▶ **Your goal**: Transcribe the entries below without alteration.

▶ **Material for the task**:
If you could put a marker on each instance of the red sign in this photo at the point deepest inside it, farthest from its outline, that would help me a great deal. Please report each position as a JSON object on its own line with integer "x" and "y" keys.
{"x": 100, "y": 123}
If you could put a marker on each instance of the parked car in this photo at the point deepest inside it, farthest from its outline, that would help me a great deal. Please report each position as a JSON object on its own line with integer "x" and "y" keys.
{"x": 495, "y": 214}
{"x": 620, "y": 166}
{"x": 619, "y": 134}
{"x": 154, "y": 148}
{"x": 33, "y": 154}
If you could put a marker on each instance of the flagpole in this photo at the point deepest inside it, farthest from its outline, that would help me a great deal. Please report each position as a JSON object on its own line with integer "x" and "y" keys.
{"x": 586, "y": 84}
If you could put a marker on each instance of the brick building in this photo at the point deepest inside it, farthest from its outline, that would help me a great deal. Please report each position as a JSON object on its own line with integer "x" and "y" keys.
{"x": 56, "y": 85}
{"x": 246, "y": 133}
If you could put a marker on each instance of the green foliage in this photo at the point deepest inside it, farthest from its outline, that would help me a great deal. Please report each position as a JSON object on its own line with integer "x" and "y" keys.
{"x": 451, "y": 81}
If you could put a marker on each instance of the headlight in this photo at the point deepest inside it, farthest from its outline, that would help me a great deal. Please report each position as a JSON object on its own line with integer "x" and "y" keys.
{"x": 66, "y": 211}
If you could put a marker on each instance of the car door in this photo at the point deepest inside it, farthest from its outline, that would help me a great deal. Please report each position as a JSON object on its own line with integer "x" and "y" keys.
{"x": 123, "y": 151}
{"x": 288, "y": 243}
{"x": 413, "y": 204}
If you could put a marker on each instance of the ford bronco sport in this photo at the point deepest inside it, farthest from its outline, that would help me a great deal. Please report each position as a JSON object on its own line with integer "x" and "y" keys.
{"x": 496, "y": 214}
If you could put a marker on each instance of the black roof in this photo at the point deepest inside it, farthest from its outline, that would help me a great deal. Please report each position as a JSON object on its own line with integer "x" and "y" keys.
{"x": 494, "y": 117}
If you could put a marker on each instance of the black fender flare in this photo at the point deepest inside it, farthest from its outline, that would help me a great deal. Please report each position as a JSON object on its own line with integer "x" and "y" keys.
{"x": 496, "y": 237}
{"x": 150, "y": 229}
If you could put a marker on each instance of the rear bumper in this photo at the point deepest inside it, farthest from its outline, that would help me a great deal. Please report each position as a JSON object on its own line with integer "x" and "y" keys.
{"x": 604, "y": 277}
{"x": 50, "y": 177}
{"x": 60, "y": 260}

▶ **Task result**:
If you could put a marker on each instance of the red sign in this photo at the point deepest inside it, farthest from its outline, that would help me a great deal. Please report each position as a JSON object on its own line with integer "x" and "y" keys.
{"x": 100, "y": 123}
If you could put a marker on each instance of the parked car in this photo at the point deepest inside it, farthest from its outline, that would help me a great deal. Please report each position as a JSON object on its own line with integer "x" and "y" keys.
{"x": 495, "y": 214}
{"x": 620, "y": 166}
{"x": 619, "y": 134}
{"x": 154, "y": 148}
{"x": 33, "y": 154}
If you could put a marker on each instance of the flagpole in this photo at the point deepest inside it, farthest from its outline, that would help me a great deal. Please report each position as a JSON object on its own line with integer "x" and "y" keys.
{"x": 586, "y": 84}
If you could put a marker on each instance of the brick building in this photo at the point deepest inside it, farthest from its outline, that would help me a great deal. Please report each position as a JSON object on its own line with integer "x" and "y" keys.
{"x": 56, "y": 85}
{"x": 246, "y": 133}
If you could put a marker on each instance of the green foliage in this photo at the point deepest inside it, farthest from its outline, that would help me a great deal. Please report each position as a JSON object on its own line with integer "x" and "y" keys.
{"x": 451, "y": 81}
If you could put a marker on each instance of the headlight in this photo at the point deepest inside it, farthest from its outline, that would help me a great deal. Please report each position as a JSON object on its own line with integer "x" and "y" keys.
{"x": 66, "y": 211}
If you could put a marker on each instance of the car door in this photo at the point deepest inside it, farthest from its outline, that would help me a great deal. Please report each position as a JSON object on its own line with integer "x" and "y" keys.
{"x": 123, "y": 151}
{"x": 288, "y": 243}
{"x": 413, "y": 204}
If you could put a marker on each instance of the ford bronco sport in this photo at the point deepest inside it, farthest from its outline, that would help me a great deal. Please report each position as a JSON object on its own line with integer "x" and "y" keys.
{"x": 496, "y": 214}
If you could put a marker on each instance of the black roof in this photo at the point deepest inside it, farthest from its outline, that would help me a great deal. Please report each position as a JSON object on its own line with integer "x" and "y" keys.
{"x": 494, "y": 117}
If you could put a marker on each instance of the black fender flare in this photo at the point deepest inside it, farthest from its outline, that would help me a great deal. Please report each position as a JSON object on its own line with integer "x" and "y" keys.
{"x": 496, "y": 237}
{"x": 150, "y": 229}
If you could put a marker on each instance of the rear bumper in this photo at the point deepest inside it, farthest from its outline, that would help me a great deal. Please report each position as a JSON object on its own line with integer "x" and "y" keys.
{"x": 604, "y": 277}
{"x": 50, "y": 177}
{"x": 60, "y": 260}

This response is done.